**RAW RECORDS**
--- START ---
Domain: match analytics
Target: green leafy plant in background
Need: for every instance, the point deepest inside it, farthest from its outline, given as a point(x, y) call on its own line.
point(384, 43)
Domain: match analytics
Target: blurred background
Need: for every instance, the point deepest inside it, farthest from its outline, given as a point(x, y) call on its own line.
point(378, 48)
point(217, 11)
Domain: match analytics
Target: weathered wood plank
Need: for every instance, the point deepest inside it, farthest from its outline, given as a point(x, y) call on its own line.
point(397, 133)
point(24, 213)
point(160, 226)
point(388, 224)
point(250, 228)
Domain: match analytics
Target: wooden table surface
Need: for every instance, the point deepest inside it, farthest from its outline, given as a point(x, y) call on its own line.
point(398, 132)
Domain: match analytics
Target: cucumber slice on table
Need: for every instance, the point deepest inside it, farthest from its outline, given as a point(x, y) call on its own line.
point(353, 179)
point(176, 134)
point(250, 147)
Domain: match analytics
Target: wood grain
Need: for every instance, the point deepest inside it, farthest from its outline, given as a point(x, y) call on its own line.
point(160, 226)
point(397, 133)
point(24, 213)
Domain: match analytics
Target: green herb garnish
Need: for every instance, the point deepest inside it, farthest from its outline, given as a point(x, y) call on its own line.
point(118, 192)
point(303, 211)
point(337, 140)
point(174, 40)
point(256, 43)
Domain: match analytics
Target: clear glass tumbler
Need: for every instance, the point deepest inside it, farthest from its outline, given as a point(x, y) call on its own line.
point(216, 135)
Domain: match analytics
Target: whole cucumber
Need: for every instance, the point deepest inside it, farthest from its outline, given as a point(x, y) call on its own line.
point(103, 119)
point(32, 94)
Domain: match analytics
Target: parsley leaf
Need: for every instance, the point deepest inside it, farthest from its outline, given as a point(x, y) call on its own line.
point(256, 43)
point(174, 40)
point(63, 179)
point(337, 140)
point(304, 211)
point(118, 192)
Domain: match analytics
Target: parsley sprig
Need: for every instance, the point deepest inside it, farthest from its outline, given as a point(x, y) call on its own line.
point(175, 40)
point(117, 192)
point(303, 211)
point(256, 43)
--- END ---
**DESCRIPTION OF THE TASK**
Working from the material above, retype it in its entirety without change.

**FINISHED TASK**
Domain: match analytics
Target: green leafy plant in background
Need: for every instance, the point deepest inside it, farthest from its outline, given as a point(x, y) call on its own line.
point(384, 43)
Domain: match analytics
Target: blurred background
Need: for every instance, the point deepest inside it, farthest from its outline, given as a point(x, y) call on its own line.
point(378, 48)
point(217, 11)
Domain: match analytics
Target: weathered wood plank
Need: for every instance, the point deepest inside it, farthest from its outline, given as a point(x, y) call on its own line.
point(397, 133)
point(24, 213)
point(160, 226)
point(388, 224)
point(250, 228)
Domain: match analytics
Target: wooden table surface
Need: for every instance, the point deepest inside it, farthest from its outline, given as a point(x, y) call on its own line.
point(398, 132)
Domain: match analytics
Target: cucumber slice on table
Need: for every instance, the point deepest inside it, farthest from its outline, given as a point(x, y) call on its own line.
point(353, 179)
point(176, 134)
point(250, 147)
Domain: match analytics
Target: wood grain
Need: for every instance, the point deepest inside it, farthest from its outline, given as a point(x, y) call on its own line.
point(160, 226)
point(397, 133)
point(24, 213)
Domain: match analytics
Target: green herb garnish
Need: for every instance, the point deepest inside it, farthest from its outline, given as a point(x, y) call on its own line.
point(118, 192)
point(303, 211)
point(337, 140)
point(174, 40)
point(256, 43)
Domain: match analytics
Target: clear glass tumbler
Need: for every instance, the point deepest inside it, farthest from its outline, given as a point(x, y) call on its own line.
point(216, 135)
Domain: match analytics
Target: whole cucumber
Need: for every instance, the point deepest inside it, farthest from its outline, given as a point(x, y) call on its own line.
point(103, 119)
point(32, 94)
Domain: match analytics
Target: parsley leaf
Need: for every instance, the point deepest inside it, farthest from its outline, given as a point(x, y) call on its own line.
point(256, 43)
point(174, 40)
point(63, 179)
point(337, 140)
point(304, 211)
point(118, 192)
Domain: match analytics
Target: parsley sprig
Need: for every instance, the point deepest inside it, farthest from its outline, given as a point(x, y) call on its own line.
point(175, 40)
point(117, 192)
point(303, 211)
point(256, 43)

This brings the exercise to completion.